TASKS:
1 – Decide whether each statement below agrees with the Faith and Justice page. Answer yes or no for each and quote the deciding words.
(a) The author has worked in agricultural development for more than 25 years.
(b) The report states that progress in addressing hunger has been reversed since 2020.
(c) Andrew and Valerie Ward have two children.
2 – Translate this sentence from the Faith and Justice page into French: "Change often starts with an acknowledgement of the situation."

SELECTED PASSAGE:
● ● ● ● ●

FAITH AND JUSTICE


This Faith and justice page is devoted to occasional articles to showcase the challenges of maintaining faith in times of adversity.

Andrew and Valerie Ward have kindly agreed to take on this important role. They both have experience of working in various areas of development.   They and their three children, Sasha, Tiago and Imani. are very much part of our Church.

Contact: Andrew Ward  07900 017394   dr_a_f_ward@hotmail.com

Matthew
 

Let's Think of Others

I have worked in agricultural development for over 25 years now, working a lot in Africa but also in  Asia. I have been a small cog in the mechanism but considering small holder farming over these years there have been successes and some failures. However, it has been reassuring that due to agricultural production and good policies more and more people are receiving at least adequate nutrition. There has been an ongoing reduction in the number of people facing hunger and under-nutrition. During my youth I remember television images of droughts and famines, it feels that there are fewer now. I really feel that, despite population growth, humanity has worked hard to reduce the levels of suffering caused by hunger.

In my previous articles I have always tried to find the positive. I am not sure if I can strike that chord today, I am going to write about a worrying situation but we should never give up hope there will always be opportunities to improve the situation.

I also don’t think we should put our heads in the sand and ignore the situation regarding fellow human beings in less developed countries.

These people are living lives that were it not for the luck of where we were born we ourselves could be living. Change often starts with an acknowledgement of the situation.

Today I read an article from the Global Network Against Food Crises informing readers that in 2021 the number of people in the world living with acute hunger had reached a record high. The report states that since 2018 progress in addressing hunger has been reversed mainly as a result of war but also due to climate change and economic shocks. By 2021, 193 million people in 53 countries or territories faced “acute food security”. This is 40 million more than the already record level in 2020. Over half a million people in Ethiopia, Madagascar, South Sudan and Yemen are faring the worst, with urgent action needed to avoid starvation and death. We hear little about the wars in Ethiopia, South Sudan and Yemen but what I hear is sickening. It is not just Syria and Ukraine where terrible things are happening.

● ● ● ● ●

Records from a data source
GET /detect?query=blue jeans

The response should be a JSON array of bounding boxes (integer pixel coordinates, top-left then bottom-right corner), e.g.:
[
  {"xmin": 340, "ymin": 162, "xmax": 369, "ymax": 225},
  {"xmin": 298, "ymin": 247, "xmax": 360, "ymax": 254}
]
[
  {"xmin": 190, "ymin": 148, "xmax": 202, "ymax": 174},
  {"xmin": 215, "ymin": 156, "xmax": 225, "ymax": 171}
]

● ● ● ● ●

PER-TASK ANSWERS:
1 –
(a) Yes: "I have worked in agricultural development for over 25 years now"
(b) No: "since 2018 progress in addressing hunger has been reversed"
(c) No: "their three children"

2 – Le changement commence souvent par la reconnaissance de la situation.